• What you need to do:
[a] Please explain in one to three sentences why CJ Dixon, in the forum thread about finding forge coal, wants a coal forge when a propane forge is already running.
[b] Answer these questions from the forum thread about finding forge coal, one answer per line, marked the same way.
(i) Changes in operation at which mines have made coal hard to get?
(ii) Which kind of coal does CJ Dixon prefer?
(iii) On what date did historicalarms suggest jumping a coal train?
[c] Pick up the forum thread about finding forge coal after its last post and write what comes next.

# Hello from Sunny Southern Alberta



## CJ Dixon (Dec 17, 2018)

Saw this forum as I was looking where to buy coal for my forge.  I have a propane forge up and running but want to have a coal forge for better heat control for heat treating.  I've heard that since the changes in operation at the Crowsnest Pass mines, coal is getting hard to get unless you have an inside source or a good friend (neither of which I have).  Any help will be great and I look forward to browsing posts and learning some new stuff.


----------



## historicalarms (Dec 17, 2018)

Do you require mountain dug "coking coal" or will the low-land shallow coal seam coal used to heat 1000's of homes from the settlement days onwards work in a"hobby" situation.


----------



## CJ Dixon (Dec 17, 2018)

Coking coal is my preferred choice as I'm not just heating metal to shape it.


----------



## historicalarms (Dec 18, 2018)

You might have to "jump" a coal train sitting on a siding somewhere in the "Interior" in the middle of the night then for that LOL .

• Entries:
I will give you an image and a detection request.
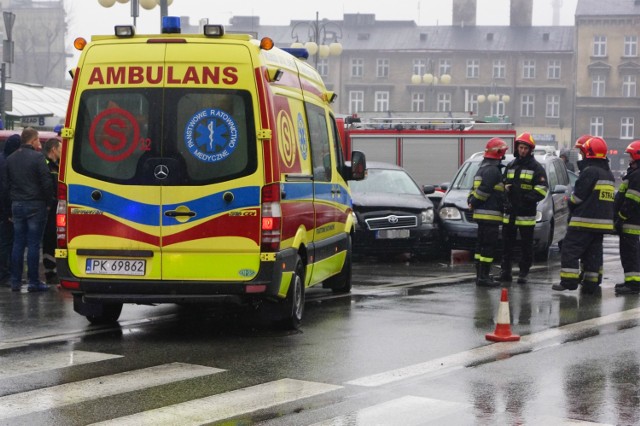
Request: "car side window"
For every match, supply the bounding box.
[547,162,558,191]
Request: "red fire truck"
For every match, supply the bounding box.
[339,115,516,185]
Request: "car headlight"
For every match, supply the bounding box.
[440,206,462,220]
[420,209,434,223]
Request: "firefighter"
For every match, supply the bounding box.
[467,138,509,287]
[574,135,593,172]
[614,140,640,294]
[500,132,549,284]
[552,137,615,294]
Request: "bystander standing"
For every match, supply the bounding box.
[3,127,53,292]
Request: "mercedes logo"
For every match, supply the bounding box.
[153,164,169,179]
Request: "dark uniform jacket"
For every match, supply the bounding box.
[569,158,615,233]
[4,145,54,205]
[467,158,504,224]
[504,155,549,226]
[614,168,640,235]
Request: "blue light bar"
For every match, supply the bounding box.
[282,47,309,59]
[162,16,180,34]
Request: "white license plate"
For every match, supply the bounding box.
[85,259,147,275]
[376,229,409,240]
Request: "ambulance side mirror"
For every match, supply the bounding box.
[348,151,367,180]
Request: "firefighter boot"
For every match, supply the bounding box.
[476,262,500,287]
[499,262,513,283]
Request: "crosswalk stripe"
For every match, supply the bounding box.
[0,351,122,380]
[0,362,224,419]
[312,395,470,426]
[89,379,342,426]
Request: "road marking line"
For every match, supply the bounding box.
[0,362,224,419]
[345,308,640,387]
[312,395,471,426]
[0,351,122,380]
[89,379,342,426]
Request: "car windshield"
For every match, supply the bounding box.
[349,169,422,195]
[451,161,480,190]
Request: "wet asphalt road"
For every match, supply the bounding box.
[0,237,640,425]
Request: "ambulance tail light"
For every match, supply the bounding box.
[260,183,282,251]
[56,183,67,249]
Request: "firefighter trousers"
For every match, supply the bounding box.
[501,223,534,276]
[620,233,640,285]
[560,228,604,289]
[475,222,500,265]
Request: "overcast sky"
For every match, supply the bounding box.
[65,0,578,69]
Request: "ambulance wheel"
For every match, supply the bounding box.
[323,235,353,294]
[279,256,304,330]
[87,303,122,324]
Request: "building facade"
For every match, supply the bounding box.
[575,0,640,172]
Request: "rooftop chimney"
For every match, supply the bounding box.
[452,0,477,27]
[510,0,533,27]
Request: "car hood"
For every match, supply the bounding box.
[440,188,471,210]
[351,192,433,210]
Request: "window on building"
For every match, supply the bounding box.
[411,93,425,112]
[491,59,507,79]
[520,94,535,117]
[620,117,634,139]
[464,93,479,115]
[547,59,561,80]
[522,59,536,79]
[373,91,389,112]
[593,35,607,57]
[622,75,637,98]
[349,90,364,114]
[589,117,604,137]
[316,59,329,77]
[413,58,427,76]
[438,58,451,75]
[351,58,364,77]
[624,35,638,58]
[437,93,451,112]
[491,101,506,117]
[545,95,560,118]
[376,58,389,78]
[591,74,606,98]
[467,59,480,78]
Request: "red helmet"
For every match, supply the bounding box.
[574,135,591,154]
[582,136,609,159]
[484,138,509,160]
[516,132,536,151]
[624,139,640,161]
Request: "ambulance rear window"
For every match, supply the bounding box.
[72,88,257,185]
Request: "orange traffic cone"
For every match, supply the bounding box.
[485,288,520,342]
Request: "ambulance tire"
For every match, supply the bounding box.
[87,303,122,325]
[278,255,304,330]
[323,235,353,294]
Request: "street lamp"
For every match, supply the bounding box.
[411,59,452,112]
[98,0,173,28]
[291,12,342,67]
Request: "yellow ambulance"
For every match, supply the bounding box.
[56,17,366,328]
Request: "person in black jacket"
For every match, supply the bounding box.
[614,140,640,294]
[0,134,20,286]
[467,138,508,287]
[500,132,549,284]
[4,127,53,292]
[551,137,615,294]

• Task answers:
[a] CJ Dixon wants a coal forge for better heat control when heat treating.

[b]
(i) The Crowsnest Pass mines.
(ii) Coking coal.
(iii) Dec 18, 2018.

[c]
    Low-land coal can be found quite easily along most any riverbank in AB. if that's the route you end up going. Probably the Sheep or St Marry's in your area have some showing up.  Look on the outside of a curve in the rivers (the outside of the curve washes more sluffed earth away exposing the coal, especially with the new bank faces exposed after the floods of a few years ago). you want to look for black horizontal lines in the river bank that are a few feet wide. These black steaks will show where a coal seam face is exposed and a pick-axe & shovel will probably be enough to mine what coal you will use in short order.

    LOL... I can tell you how to "blast" some out with readily available materials  as well if your so inclined  ( I worked/blasted 9 yrs in an open pit mine with an old guy that did it "old school" one time just to show us young-uns how it was done).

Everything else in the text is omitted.